▶ [WHAT YOU NEED TO DO]: In the records below, find the line containing "Task: locate the young"; give it again exactly, along with every line that follows, and nothing else.

(Stored items)
- - - - - - -
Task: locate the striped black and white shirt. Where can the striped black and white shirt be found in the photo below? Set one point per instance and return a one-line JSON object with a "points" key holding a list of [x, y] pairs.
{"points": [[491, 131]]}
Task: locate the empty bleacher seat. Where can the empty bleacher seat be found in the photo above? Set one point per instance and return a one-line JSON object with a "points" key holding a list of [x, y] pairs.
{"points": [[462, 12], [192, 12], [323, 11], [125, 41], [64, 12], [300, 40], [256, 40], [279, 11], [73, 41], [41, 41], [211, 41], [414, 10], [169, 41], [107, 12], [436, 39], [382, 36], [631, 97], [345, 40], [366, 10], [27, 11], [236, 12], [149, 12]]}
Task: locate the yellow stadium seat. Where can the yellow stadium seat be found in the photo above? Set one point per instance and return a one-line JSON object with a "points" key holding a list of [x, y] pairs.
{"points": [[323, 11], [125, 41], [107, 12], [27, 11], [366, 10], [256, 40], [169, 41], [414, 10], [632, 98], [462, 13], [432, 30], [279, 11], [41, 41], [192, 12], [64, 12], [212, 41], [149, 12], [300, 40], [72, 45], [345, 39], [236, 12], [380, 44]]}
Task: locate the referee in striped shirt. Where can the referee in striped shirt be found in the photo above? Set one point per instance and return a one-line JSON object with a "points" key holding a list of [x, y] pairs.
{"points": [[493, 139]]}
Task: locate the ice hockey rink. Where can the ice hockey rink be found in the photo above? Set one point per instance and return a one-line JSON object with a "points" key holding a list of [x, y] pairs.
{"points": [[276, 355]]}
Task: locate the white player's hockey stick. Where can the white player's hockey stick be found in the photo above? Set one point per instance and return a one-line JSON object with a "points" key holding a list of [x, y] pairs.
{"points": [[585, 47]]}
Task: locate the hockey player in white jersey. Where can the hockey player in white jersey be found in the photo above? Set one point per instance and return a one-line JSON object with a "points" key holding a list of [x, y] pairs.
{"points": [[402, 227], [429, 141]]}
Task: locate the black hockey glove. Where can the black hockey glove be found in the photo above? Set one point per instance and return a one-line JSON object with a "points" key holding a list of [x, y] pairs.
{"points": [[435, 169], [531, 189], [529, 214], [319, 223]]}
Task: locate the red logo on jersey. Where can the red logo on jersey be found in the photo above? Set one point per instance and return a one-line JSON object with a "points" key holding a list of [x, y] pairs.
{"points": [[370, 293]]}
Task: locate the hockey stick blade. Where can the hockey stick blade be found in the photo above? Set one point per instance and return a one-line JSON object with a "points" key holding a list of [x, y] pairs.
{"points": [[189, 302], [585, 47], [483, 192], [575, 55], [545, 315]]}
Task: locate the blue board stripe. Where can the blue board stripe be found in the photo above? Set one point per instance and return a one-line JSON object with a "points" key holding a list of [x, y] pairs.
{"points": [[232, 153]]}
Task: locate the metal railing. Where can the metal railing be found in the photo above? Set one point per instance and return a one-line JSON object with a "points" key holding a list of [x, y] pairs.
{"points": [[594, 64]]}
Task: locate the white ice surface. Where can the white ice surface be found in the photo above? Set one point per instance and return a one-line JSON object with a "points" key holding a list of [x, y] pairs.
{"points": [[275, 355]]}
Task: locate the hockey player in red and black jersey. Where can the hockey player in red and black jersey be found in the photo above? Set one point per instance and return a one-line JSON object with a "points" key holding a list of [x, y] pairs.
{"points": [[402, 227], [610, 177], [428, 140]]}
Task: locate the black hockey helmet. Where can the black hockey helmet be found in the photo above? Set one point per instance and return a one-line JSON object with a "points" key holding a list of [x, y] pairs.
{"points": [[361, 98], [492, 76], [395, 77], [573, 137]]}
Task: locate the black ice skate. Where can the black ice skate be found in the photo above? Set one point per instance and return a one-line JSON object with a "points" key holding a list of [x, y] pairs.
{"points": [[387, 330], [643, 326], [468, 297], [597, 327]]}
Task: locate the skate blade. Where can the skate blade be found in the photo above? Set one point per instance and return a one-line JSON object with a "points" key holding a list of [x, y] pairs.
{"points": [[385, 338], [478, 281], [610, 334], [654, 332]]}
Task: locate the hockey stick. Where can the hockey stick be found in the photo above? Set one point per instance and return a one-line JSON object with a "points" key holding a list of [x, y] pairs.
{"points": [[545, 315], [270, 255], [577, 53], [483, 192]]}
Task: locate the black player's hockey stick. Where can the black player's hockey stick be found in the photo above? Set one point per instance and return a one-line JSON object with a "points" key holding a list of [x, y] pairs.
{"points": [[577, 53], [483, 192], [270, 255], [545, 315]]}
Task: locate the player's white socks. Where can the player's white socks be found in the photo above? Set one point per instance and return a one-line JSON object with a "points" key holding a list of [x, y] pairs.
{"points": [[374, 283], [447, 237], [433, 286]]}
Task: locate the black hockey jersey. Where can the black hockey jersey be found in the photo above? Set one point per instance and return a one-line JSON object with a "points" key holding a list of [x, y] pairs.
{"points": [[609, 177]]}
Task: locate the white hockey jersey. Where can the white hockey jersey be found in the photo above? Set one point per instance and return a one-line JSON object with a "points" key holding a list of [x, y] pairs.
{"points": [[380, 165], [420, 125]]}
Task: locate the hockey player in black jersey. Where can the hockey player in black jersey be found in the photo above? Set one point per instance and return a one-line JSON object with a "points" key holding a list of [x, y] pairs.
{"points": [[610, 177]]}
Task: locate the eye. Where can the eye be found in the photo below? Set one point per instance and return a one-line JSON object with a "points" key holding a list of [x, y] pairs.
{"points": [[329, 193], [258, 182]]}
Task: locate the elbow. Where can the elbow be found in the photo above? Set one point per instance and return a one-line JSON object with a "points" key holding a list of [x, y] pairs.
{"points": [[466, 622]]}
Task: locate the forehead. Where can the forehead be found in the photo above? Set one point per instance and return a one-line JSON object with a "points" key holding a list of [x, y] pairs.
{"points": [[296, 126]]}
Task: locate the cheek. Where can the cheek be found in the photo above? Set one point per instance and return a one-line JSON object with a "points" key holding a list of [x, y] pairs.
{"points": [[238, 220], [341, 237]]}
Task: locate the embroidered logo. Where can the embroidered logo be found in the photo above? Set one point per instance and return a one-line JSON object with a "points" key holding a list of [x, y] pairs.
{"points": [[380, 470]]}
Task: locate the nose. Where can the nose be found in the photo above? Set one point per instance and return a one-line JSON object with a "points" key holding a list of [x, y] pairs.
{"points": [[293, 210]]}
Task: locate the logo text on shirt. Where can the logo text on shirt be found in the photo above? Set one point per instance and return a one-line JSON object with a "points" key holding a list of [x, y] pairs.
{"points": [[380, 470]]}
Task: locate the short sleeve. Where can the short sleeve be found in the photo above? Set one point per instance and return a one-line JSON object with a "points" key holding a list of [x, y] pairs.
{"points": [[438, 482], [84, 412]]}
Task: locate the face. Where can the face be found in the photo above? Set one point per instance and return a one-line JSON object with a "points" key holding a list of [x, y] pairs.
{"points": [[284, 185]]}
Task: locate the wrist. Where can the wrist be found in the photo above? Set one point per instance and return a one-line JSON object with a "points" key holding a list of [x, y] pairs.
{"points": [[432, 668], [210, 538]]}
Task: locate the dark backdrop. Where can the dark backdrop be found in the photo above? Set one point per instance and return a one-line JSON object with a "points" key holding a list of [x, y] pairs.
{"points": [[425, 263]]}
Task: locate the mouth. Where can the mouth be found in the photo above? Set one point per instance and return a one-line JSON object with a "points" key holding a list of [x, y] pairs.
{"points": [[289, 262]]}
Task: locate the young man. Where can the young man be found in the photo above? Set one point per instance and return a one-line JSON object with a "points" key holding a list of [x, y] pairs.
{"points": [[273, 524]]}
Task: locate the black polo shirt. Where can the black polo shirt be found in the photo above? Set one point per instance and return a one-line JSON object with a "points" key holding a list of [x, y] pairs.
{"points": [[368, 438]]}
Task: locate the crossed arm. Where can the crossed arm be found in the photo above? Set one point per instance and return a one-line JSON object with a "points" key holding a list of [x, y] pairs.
- - - - - - -
▶ [COMPLETE RESPONSE]:
Task: locate the young man. Where can the young man be found in the photo above? Set one point per instance and return a one-line JSON object with a "points" key holding a list of [x, y] pairs.
{"points": [[273, 524]]}
Task: locate the black polo shirt. Where can the black polo shirt be found in the photo above? Set one point per instance and return a one-line JSON object with a "points" key holding a list of [x, y] pairs.
{"points": [[368, 438]]}
Task: locate the crossed arm. Where can the crossed arm be found in the photo above? Set one point per instance and return a one-line JSON object with a "points" key holding a list of [x, y] pairs.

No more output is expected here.